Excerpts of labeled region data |
# # # # #
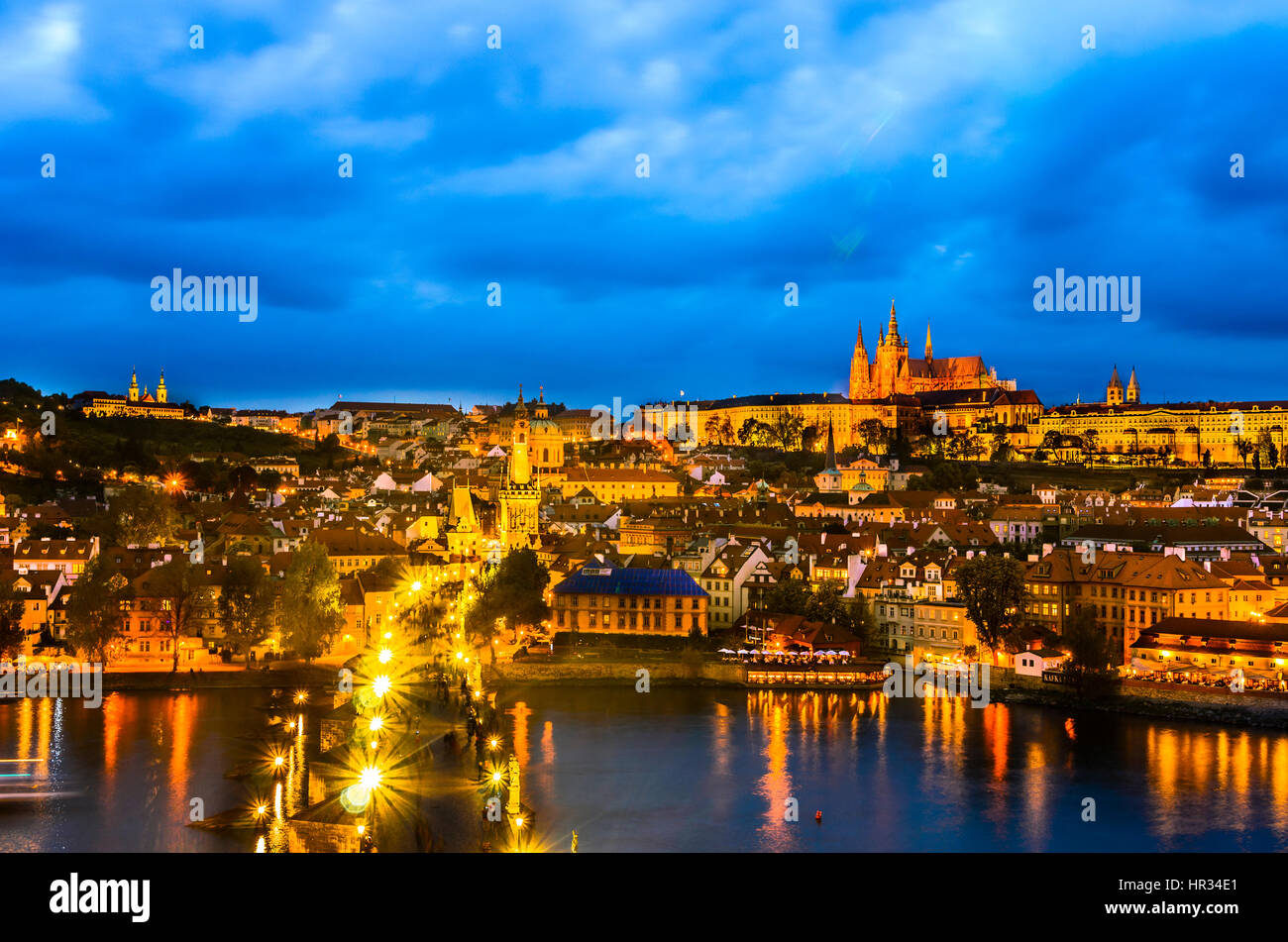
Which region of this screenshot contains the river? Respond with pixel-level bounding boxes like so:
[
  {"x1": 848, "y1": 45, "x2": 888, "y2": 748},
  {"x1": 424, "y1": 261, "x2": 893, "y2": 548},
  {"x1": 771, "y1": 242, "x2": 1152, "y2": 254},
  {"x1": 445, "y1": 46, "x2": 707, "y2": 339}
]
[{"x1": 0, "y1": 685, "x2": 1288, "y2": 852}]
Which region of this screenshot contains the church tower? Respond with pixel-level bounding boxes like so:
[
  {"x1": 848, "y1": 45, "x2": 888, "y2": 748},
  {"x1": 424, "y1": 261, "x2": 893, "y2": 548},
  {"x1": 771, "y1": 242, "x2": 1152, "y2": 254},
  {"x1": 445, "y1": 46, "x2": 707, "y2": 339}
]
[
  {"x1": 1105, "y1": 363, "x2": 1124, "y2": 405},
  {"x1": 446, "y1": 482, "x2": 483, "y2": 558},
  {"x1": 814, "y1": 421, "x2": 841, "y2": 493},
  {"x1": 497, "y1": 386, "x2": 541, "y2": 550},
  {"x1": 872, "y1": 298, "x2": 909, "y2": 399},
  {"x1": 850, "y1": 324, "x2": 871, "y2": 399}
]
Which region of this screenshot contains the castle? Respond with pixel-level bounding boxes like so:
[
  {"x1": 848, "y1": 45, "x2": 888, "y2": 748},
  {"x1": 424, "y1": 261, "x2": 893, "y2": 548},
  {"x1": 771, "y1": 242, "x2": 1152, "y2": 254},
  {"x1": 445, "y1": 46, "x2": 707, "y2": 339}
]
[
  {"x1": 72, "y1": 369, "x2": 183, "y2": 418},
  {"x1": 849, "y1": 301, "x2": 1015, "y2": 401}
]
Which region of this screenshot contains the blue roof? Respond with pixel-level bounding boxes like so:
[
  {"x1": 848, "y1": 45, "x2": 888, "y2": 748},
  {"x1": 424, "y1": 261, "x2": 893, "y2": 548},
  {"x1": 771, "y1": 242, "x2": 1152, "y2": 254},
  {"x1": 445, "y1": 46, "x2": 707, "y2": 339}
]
# # # # #
WHAT IS EXPECTED |
Transcribe all of the entries word for word, but skip any pictures they contain.

SOLVED PROBLEM |
Which region of this screenshot contains the river? Respond with pixel-level bounding boxes like so:
[
  {"x1": 848, "y1": 45, "x2": 888, "y2": 748},
  {"x1": 424, "y1": 261, "x2": 893, "y2": 548},
  {"x1": 771, "y1": 242, "x2": 1152, "y2": 254},
  {"x1": 445, "y1": 46, "x2": 707, "y2": 339}
]
[{"x1": 0, "y1": 685, "x2": 1288, "y2": 852}]
Which region of this screenshot contains the church tower? Respond with pixel-level bounding boxes like so:
[
  {"x1": 848, "y1": 45, "x2": 888, "y2": 748},
  {"x1": 424, "y1": 261, "x2": 893, "y2": 548},
  {"x1": 771, "y1": 242, "x2": 1152, "y2": 254},
  {"x1": 445, "y1": 46, "x2": 707, "y2": 339}
]
[
  {"x1": 1105, "y1": 363, "x2": 1124, "y2": 405},
  {"x1": 446, "y1": 482, "x2": 483, "y2": 558},
  {"x1": 814, "y1": 421, "x2": 841, "y2": 493},
  {"x1": 497, "y1": 386, "x2": 541, "y2": 550},
  {"x1": 872, "y1": 298, "x2": 909, "y2": 399},
  {"x1": 850, "y1": 324, "x2": 871, "y2": 399}
]
Which region of this screenshot contains the castle? Respond with pixel-level bounding boxes like so:
[
  {"x1": 848, "y1": 45, "x2": 888, "y2": 748},
  {"x1": 424, "y1": 261, "x2": 893, "y2": 548},
  {"x1": 771, "y1": 242, "x2": 1152, "y2": 254},
  {"x1": 445, "y1": 46, "x2": 707, "y2": 339}
]
[
  {"x1": 72, "y1": 369, "x2": 183, "y2": 418},
  {"x1": 849, "y1": 301, "x2": 1015, "y2": 401}
]
Which region of this screenshot contains the blue roof? Respond with pixel-level bounding boxes like so:
[
  {"x1": 848, "y1": 45, "x2": 888, "y2": 748},
  {"x1": 424, "y1": 261, "x2": 893, "y2": 548},
  {"x1": 771, "y1": 242, "x2": 1152, "y2": 254},
  {"x1": 445, "y1": 46, "x2": 707, "y2": 339}
]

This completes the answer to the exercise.